- Given records:
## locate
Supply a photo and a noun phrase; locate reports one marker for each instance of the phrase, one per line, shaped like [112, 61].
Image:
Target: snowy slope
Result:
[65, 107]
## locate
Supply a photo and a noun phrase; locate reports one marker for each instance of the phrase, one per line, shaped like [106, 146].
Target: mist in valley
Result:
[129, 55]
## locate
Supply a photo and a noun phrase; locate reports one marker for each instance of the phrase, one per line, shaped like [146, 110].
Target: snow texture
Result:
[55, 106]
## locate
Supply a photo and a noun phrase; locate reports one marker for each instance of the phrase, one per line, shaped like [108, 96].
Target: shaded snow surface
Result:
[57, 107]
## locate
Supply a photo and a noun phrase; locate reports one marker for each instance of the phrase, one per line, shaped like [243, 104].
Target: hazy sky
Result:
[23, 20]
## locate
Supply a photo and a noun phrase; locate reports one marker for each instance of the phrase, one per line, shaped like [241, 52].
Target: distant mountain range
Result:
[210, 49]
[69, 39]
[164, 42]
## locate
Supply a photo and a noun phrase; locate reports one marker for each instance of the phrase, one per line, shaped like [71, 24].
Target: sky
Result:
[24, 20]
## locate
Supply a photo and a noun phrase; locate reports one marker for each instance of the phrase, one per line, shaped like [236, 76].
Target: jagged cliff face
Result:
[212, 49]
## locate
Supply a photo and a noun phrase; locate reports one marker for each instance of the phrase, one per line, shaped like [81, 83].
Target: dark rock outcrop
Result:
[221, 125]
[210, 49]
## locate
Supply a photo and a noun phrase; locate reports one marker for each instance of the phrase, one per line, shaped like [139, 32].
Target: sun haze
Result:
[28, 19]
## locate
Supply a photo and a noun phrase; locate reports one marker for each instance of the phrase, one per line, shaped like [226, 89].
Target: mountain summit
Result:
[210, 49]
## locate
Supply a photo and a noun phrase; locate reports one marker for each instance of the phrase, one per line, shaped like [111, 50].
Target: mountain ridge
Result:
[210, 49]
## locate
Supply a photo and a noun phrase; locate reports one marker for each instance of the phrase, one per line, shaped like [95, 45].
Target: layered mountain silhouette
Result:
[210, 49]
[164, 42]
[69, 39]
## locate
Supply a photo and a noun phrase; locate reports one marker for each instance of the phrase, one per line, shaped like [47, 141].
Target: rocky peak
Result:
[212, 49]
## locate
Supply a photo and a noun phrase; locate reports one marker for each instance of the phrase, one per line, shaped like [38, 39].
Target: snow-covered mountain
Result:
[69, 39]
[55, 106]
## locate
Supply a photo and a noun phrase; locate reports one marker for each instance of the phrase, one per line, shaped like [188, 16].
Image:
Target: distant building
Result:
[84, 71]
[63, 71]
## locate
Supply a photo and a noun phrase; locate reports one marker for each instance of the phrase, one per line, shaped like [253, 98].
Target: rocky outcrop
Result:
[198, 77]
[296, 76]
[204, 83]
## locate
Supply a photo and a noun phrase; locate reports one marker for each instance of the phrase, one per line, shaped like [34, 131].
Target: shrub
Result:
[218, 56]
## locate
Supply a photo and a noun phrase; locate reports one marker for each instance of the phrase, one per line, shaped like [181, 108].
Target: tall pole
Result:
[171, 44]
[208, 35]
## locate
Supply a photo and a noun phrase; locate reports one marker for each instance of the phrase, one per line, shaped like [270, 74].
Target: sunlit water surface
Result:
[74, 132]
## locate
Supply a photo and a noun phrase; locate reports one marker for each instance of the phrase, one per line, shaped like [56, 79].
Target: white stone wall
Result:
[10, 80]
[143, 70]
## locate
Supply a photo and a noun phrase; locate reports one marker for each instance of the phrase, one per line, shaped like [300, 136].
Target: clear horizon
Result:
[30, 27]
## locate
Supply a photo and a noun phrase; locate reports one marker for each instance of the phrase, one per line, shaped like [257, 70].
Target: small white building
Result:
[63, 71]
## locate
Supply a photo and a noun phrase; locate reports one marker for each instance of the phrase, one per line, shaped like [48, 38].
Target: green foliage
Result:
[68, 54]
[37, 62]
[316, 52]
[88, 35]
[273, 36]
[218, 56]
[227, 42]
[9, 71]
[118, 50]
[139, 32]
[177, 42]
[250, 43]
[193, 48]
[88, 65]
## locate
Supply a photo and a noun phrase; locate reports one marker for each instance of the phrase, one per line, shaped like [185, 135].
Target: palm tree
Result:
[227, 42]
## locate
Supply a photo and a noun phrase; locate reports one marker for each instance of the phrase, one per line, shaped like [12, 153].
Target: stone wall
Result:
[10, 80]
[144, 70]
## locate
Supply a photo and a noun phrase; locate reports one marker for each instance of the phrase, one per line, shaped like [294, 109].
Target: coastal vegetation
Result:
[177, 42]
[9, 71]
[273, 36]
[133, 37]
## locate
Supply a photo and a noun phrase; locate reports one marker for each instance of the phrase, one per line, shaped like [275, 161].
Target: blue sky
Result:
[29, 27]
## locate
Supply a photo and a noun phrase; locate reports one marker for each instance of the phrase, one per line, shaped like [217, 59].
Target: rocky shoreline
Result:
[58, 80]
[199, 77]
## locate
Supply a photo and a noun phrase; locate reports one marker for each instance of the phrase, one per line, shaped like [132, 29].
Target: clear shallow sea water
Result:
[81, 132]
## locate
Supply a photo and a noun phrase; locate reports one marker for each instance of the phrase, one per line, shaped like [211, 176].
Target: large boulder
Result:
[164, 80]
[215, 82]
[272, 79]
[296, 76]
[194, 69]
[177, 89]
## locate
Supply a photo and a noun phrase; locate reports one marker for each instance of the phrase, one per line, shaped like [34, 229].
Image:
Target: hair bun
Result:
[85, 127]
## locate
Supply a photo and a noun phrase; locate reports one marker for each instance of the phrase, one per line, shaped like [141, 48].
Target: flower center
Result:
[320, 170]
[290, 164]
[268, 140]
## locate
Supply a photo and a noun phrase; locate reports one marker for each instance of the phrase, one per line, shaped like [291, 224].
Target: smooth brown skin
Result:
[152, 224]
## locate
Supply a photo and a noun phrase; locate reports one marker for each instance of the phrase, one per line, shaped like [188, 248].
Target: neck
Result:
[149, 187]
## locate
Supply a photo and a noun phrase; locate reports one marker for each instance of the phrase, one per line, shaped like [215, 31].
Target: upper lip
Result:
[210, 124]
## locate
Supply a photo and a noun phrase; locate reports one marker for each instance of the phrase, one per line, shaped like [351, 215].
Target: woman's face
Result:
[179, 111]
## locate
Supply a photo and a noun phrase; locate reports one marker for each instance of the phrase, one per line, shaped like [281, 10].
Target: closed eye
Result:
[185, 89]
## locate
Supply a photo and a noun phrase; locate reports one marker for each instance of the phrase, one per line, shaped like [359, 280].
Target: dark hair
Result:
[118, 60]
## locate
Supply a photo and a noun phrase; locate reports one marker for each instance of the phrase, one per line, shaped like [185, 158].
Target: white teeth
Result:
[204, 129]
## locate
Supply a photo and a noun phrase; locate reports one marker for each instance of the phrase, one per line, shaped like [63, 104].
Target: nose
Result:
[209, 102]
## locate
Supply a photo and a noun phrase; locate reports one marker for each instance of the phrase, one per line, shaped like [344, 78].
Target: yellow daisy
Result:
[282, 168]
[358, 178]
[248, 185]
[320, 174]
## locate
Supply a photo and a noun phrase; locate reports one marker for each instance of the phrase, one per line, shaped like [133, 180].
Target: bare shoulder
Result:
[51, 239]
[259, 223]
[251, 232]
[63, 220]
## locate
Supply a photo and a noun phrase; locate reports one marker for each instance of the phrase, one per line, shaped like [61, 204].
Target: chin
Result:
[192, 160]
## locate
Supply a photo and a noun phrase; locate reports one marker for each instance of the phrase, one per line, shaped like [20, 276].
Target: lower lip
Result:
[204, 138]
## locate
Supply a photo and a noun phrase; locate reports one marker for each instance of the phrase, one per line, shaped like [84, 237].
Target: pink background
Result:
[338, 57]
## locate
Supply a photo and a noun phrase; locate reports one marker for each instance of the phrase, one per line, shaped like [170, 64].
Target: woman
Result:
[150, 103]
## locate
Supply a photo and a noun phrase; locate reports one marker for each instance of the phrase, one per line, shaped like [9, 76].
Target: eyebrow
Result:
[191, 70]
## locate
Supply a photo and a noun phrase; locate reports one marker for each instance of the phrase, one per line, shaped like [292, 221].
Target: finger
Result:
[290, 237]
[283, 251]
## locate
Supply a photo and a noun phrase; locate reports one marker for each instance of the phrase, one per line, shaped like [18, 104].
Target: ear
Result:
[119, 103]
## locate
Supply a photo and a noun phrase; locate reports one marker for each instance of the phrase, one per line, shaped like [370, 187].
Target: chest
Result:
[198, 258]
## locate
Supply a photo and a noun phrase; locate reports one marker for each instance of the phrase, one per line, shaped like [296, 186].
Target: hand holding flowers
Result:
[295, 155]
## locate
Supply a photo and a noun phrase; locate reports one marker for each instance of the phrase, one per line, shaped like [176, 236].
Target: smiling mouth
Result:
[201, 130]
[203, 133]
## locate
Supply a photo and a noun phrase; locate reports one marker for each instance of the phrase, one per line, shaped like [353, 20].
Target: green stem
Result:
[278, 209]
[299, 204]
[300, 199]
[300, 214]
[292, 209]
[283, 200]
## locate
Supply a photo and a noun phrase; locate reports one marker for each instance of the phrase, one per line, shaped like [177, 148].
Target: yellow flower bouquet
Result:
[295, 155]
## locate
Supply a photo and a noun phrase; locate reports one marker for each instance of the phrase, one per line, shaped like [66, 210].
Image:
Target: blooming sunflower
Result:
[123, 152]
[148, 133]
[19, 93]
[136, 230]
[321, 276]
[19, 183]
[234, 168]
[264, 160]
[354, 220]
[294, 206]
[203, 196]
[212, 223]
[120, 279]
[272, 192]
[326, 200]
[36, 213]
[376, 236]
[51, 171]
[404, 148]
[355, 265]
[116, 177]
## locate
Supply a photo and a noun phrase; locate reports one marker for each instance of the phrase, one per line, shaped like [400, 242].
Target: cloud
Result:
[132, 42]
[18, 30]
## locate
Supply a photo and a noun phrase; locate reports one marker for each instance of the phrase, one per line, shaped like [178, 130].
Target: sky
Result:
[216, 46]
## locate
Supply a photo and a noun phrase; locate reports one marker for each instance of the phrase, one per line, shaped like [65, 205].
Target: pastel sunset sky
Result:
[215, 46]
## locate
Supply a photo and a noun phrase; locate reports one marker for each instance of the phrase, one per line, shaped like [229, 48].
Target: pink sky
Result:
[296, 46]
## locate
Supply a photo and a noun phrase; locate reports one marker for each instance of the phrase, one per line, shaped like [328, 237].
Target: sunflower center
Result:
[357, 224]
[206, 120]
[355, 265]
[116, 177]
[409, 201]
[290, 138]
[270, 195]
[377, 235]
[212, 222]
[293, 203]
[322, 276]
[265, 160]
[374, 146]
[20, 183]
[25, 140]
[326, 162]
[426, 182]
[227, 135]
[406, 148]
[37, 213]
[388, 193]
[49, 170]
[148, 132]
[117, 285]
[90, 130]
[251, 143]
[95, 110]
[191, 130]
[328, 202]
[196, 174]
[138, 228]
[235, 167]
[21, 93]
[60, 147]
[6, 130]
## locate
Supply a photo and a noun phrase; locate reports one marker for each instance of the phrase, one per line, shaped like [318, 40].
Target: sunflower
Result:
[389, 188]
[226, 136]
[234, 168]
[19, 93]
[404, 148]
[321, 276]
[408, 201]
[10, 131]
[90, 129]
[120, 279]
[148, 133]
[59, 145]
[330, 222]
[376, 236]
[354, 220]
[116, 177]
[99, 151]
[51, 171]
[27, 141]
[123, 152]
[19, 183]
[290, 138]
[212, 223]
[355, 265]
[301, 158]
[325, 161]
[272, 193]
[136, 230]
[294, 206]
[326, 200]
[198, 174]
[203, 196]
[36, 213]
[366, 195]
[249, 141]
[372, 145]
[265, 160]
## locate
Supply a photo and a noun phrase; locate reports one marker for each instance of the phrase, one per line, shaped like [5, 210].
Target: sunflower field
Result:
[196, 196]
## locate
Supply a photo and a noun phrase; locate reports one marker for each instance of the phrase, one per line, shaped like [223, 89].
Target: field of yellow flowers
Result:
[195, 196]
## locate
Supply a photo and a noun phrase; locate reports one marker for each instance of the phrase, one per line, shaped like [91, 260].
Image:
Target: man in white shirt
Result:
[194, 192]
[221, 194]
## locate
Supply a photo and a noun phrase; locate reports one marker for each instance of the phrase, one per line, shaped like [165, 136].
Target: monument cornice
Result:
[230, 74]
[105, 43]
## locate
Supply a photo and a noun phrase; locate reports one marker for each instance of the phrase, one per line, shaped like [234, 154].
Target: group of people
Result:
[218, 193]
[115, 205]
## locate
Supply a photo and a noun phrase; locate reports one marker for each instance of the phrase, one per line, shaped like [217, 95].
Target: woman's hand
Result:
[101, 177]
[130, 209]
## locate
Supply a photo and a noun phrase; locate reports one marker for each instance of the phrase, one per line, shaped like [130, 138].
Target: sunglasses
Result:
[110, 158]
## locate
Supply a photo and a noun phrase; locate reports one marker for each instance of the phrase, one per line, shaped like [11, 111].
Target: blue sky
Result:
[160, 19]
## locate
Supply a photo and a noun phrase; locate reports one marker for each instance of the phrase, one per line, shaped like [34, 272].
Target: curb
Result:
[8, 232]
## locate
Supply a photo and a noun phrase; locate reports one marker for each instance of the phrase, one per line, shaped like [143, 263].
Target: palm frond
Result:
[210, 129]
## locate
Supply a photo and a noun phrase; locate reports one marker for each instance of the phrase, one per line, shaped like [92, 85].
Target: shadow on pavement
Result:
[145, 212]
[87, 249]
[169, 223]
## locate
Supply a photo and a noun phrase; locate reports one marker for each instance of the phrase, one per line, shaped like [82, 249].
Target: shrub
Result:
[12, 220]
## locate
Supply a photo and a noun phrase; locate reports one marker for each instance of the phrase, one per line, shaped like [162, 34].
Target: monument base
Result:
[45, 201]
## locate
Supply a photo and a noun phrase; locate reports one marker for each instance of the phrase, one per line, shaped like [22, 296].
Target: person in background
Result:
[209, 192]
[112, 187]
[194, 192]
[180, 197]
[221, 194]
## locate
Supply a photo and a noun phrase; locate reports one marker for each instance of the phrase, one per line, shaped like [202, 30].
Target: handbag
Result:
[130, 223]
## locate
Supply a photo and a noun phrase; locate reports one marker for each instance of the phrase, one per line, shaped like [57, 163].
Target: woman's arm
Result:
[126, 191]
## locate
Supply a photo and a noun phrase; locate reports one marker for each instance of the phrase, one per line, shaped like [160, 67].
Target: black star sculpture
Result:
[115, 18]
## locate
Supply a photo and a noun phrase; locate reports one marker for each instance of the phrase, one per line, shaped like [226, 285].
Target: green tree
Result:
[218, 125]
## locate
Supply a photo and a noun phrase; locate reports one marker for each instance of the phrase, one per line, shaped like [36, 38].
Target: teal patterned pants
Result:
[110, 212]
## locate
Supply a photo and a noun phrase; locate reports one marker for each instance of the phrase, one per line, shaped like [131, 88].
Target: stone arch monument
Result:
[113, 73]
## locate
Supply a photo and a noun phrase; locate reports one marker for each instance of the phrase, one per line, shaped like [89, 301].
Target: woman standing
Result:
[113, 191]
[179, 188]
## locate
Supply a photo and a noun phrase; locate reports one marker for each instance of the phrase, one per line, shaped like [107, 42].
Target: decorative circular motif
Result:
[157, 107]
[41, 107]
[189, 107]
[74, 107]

- Brief:
If a line of the entries holds the word "background", copy it out.

- Result:
Target: pink background
Target: person in background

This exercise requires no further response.